» TASK DATA

========

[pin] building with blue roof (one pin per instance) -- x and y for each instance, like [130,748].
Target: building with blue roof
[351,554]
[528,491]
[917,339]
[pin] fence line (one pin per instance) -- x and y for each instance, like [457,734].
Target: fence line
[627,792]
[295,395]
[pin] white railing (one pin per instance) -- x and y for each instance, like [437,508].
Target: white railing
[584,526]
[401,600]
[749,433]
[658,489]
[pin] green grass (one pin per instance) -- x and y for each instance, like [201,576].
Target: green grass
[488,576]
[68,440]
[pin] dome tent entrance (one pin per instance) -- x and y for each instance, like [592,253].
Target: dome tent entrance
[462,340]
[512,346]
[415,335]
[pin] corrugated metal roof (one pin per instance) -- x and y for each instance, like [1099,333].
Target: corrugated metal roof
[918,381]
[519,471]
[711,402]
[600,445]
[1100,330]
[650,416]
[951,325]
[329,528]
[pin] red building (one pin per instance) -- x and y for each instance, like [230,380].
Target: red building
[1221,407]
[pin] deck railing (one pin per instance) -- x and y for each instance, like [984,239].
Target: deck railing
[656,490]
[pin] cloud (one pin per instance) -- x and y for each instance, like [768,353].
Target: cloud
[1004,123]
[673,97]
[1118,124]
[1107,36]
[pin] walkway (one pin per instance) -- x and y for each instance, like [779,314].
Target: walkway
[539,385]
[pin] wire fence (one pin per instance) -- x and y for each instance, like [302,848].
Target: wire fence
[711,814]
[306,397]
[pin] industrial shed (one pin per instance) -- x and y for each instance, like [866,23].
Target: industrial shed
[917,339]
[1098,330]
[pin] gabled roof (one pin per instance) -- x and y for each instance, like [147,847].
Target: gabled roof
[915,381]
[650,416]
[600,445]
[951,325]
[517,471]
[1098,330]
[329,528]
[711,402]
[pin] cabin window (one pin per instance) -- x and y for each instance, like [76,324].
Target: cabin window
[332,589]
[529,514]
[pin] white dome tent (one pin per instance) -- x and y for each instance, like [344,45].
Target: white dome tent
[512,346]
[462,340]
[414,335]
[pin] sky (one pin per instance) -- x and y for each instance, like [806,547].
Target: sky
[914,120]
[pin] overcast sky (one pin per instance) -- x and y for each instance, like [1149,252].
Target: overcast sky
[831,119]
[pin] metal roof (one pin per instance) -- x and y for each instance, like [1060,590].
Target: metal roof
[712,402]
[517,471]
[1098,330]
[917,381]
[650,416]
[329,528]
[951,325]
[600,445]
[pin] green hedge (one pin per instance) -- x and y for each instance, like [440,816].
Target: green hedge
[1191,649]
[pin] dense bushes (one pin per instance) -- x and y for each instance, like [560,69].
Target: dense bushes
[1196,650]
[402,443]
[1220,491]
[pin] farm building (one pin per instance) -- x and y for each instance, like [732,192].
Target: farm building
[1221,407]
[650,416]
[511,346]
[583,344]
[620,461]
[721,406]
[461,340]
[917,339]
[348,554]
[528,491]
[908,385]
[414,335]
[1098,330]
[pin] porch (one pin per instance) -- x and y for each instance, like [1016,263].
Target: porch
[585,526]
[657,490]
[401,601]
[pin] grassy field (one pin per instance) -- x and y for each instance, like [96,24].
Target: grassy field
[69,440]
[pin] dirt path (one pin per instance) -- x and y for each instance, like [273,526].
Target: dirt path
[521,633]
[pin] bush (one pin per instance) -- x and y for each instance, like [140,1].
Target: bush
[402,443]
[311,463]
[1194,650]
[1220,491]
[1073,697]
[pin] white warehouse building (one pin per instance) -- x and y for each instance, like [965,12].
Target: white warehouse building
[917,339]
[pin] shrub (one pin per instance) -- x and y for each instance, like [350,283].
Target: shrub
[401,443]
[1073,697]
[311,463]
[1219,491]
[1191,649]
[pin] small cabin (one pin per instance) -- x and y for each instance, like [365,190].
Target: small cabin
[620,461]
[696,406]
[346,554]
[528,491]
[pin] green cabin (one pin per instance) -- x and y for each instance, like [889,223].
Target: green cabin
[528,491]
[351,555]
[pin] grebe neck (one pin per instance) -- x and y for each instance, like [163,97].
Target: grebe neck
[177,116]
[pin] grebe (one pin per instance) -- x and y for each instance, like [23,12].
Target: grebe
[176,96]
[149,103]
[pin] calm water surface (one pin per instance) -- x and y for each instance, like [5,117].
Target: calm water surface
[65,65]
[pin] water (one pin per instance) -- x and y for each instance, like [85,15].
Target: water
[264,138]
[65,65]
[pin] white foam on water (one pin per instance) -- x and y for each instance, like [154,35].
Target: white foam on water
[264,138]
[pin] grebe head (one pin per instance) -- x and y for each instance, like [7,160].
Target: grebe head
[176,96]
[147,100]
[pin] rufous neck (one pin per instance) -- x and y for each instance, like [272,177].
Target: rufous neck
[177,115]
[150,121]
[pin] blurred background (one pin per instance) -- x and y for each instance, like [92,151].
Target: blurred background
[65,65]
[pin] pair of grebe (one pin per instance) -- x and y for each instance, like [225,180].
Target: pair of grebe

========

» STATED EXERCISE
Return all of the above records exactly, leaving no line out.

» FINAL RESULT
[pin] building with blue roof (one pin per instance) -- x and y for each instance, like [130,748].
Target: building with blue roof
[351,554]
[528,491]
[917,339]
[pin] fence line (one pin per instance) -- x and y for each instance, like [457,734].
Target: fence line
[627,792]
[295,395]
[pin] white railing (one pin per instance) -- x and y for each instance, like [437,508].
Target: white railing
[584,526]
[401,600]
[749,433]
[658,489]
[pin] green grass (one pin per instance) -- x and y for each instance, like [201,576].
Target: green grass
[488,576]
[68,440]
[pin] dome tent entrance (one pin per instance) -- x and y for each instance, like [592,253].
Target: dome tent entrance
[462,340]
[512,346]
[415,335]
[pin] corrugated metal roof (one pin per instance) -- x and y for each instance, like [1099,333].
Target: corrugated metal roof
[918,381]
[519,471]
[711,402]
[600,445]
[1100,330]
[650,416]
[951,325]
[329,528]
[pin] red building (one pin per instance) -- x and y for each instance, like [230,380].
Target: red building
[1221,407]
[pin] deck railing (one pin per instance) -- x and y for each instance, like [984,239].
Target: deck railing
[656,490]
[pin] cloud (one pin per instance) -- x and y for each instance, like [768,353].
Target: cloud
[1004,123]
[673,97]
[1118,124]
[1107,36]
[pin] walkway (one pin per instance) -- x and y for each instance, like [779,314].
Target: walkway
[539,385]
[pin] wire fence (one pin per instance) -- x and y for each instance, like [302,848].
Target: wire fence
[711,814]
[306,397]
[pin] industrial shed (one pin per instance) -- x and y for each instance, like [866,23].
Target: industrial shed
[917,339]
[1098,330]
[pin] gabled roof (one pin per instance) -- x and y for each instance, like [147,847].
Target: gabled roof
[915,381]
[650,416]
[600,445]
[951,325]
[517,471]
[1098,330]
[329,528]
[711,402]
[pin] cabin window (one pin per instance) -- x and y for each instance, like [76,324].
Target: cabin window
[332,589]
[529,514]
[pin] white dome tent (one pin per instance) -- x and y for each instance, like [344,45].
Target: white dome tent
[512,346]
[462,340]
[414,335]
[pin] sky (one pin per instance) -- x and y for each instance, like [806,547].
Target: sky
[914,120]
[pin] overcast sky (one pin per instance) -- x and y for each instance, like [1149,252].
Target: overcast sky
[831,119]
[pin] metal roof (one pin per instance) -- x and y for each instance, like [1060,590].
Target: metal roof
[712,402]
[517,471]
[1098,330]
[917,381]
[650,416]
[329,528]
[951,325]
[600,445]
[pin] green hedge (one pin per instance) -- x and y for each instance, like [440,816].
Target: green hedge
[1191,649]
[pin] dense bushes (one pin per instance) -- x and y for each instance, like [560,69].
Target: dense bushes
[1196,650]
[402,443]
[1220,491]
[pin] farm building (one pin per instance) -- x and y for each instance, like [732,192].
Target: farm building
[1221,407]
[650,416]
[511,346]
[583,344]
[620,461]
[721,406]
[461,340]
[917,339]
[348,554]
[528,491]
[908,385]
[414,335]
[1098,330]
[pin] porch (one pin per instance) -- x and y for each instance, like [1016,263].
Target: porch
[585,526]
[657,490]
[401,601]
[pin] grassy field (one pin per instance) -- x and y for each instance, like [96,24].
Target: grassy field
[69,440]
[pin] dirt path (one pin per instance) -- x and y for each instance, like [273,526].
Target: dirt path
[521,633]
[pin] bush (one pin per instance) -- x and y for each instance, like [140,1].
Target: bush
[402,443]
[311,463]
[1194,650]
[1220,491]
[1073,697]
[pin] white warehouse building (one pin per instance) -- x and y for each instance, like [965,12].
Target: white warehouse building
[917,339]
[pin] shrub (one pin per instance) -- x and y for each instance, like [350,283].
Target: shrub
[401,443]
[1073,697]
[311,463]
[1219,491]
[1191,649]
[pin] small cabin (one pin per instance) -- x and y for each instance, like [365,190].
Target: small cabin
[620,461]
[696,406]
[346,554]
[528,491]
[pin] green cabin (one pin per instance) -- x and y for each instance, like [889,223].
Target: green cabin
[528,491]
[351,555]
[pin] grebe neck (one pin per instance) -- x and y for each instance, like [163,97].
Target: grebe neck
[177,116]
[pin] grebe (one pin per instance) -- x and y for each instance, like [23,12].
Target: grebe
[176,96]
[149,103]
[pin] calm water surface (one pin per instance) -- x and y for each instance, like [5,117].
Target: calm water surface
[65,65]
[pin] water (one pin per instance) -- x and y for each instance, like [85,15].
Target: water
[264,138]
[65,65]
[pin] white foam on water (one pin per instance) -- x and y for each instance, like [154,35].
Target: white foam on water
[264,138]
[pin] grebe head (one pin per instance) -- x and y for each instance, like [7,160].
Target: grebe head
[176,96]
[147,100]
[pin] rufous neck (one pin per instance) -- x and y for each instance, like [272,177].
Target: rufous neck
[177,115]
[150,121]
[pin] blurred background (one pin per instance) -- x and y for each instance, like [92,151].
Target: blurred background
[65,65]
[pin] pair of grebe (one pin per instance) -- x and y for each instance, like [225,180].
Target: pair of grebe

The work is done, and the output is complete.